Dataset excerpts
┌──

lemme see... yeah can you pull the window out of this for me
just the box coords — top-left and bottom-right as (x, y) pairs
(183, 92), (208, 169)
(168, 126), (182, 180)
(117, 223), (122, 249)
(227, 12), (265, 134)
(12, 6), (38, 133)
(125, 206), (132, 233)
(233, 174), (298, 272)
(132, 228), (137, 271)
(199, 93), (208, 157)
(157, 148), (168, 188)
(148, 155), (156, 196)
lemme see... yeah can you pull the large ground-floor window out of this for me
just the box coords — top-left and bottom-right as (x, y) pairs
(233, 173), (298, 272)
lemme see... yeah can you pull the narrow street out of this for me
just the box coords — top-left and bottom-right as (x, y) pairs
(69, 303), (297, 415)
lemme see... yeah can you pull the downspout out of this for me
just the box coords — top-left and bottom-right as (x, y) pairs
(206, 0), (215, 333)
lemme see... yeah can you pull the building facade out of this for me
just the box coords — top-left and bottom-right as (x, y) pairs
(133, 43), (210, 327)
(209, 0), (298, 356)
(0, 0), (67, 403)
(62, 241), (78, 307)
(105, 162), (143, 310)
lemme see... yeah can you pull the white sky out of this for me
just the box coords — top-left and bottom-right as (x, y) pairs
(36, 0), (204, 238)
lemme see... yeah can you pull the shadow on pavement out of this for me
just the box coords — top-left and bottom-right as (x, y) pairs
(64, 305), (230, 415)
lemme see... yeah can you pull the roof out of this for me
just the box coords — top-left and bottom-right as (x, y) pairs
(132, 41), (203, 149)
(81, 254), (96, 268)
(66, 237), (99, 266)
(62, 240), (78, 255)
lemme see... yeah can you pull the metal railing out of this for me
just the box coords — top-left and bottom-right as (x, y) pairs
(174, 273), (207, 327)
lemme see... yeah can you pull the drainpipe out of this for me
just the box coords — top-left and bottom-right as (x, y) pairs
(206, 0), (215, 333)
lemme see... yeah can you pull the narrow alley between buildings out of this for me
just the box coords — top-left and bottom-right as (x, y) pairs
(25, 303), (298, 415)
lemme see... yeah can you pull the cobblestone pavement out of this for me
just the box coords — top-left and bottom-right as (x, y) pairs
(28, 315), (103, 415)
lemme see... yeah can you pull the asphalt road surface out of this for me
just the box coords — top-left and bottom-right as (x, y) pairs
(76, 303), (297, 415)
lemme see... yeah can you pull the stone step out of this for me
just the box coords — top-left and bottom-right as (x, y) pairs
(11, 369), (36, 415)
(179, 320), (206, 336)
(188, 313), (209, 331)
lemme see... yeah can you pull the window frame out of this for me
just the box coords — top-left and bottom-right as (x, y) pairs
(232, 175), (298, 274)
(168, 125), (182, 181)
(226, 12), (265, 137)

└──
┌──

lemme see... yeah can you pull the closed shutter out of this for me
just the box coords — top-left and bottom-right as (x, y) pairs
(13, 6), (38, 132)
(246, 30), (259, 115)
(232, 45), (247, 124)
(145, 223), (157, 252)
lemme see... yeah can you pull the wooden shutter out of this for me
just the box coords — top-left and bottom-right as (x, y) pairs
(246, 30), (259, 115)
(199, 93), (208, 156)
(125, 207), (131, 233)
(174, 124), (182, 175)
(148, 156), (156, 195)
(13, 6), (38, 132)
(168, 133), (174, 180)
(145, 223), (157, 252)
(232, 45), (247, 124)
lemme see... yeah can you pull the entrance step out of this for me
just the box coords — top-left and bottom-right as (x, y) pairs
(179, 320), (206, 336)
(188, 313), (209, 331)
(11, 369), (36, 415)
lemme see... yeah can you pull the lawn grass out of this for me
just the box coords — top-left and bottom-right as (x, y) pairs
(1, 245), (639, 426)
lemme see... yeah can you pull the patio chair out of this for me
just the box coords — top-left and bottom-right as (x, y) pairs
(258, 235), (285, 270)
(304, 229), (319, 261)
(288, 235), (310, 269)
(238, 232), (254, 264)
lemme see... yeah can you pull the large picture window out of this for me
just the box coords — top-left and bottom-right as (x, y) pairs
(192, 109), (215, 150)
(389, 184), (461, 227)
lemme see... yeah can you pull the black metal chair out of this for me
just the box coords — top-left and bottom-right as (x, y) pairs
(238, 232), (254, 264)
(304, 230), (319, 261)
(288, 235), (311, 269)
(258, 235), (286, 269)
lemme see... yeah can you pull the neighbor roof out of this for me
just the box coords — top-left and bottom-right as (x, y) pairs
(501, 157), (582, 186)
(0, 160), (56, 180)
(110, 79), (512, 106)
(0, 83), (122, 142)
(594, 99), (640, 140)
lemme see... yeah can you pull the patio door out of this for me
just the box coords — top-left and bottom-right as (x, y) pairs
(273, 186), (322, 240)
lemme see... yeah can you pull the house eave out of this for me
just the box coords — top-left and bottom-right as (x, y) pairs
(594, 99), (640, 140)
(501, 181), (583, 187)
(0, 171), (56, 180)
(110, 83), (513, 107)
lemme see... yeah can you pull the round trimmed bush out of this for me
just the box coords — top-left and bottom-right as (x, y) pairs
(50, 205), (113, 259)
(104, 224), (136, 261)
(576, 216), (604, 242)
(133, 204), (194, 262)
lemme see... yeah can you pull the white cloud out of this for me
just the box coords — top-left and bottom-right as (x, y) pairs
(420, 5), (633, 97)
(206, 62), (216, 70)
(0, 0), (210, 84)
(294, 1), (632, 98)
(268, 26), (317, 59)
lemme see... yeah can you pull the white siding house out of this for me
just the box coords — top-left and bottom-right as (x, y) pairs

└──
┌──

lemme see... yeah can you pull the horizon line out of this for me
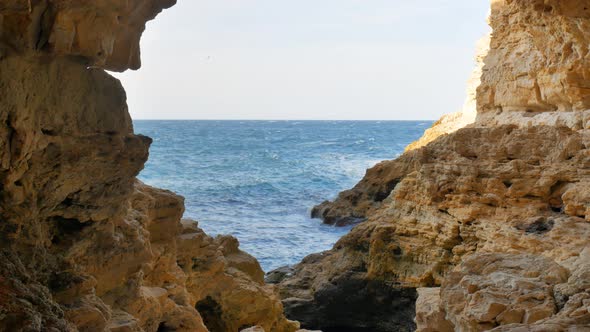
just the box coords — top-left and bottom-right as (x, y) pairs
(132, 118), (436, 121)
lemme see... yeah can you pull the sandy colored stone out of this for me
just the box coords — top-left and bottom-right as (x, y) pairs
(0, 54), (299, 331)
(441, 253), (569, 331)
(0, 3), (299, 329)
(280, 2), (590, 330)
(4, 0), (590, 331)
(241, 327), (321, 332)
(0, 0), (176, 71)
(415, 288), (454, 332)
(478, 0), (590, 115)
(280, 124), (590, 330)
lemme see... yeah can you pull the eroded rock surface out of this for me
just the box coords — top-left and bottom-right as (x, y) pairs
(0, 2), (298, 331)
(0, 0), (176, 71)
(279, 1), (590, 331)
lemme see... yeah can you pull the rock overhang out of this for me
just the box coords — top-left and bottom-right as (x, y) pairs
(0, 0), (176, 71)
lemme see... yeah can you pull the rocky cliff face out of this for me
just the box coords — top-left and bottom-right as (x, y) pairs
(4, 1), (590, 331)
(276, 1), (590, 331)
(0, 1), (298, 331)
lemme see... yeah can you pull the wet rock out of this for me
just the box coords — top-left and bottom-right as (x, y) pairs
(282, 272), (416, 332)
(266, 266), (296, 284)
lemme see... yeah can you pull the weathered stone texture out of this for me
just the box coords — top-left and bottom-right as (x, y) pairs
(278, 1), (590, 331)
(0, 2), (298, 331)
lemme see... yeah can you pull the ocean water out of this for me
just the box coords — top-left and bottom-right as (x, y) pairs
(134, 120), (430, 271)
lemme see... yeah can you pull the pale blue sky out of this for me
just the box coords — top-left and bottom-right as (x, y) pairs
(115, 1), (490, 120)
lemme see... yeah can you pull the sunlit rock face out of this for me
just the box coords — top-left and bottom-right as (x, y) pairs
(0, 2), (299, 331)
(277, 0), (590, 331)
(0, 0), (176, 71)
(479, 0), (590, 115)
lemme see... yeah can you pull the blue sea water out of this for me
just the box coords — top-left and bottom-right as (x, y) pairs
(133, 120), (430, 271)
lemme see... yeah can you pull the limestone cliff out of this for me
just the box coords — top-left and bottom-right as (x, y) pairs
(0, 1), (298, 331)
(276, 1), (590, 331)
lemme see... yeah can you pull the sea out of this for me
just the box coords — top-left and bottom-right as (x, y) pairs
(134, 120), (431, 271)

└──

What needs to be done: Each line that contains the string "water" should be copied from the data above.

Solved problem:
lemme see... yeah can you pull the ocean water out of this for me
lemme see... yeah can you pull the blue sea water out of this for me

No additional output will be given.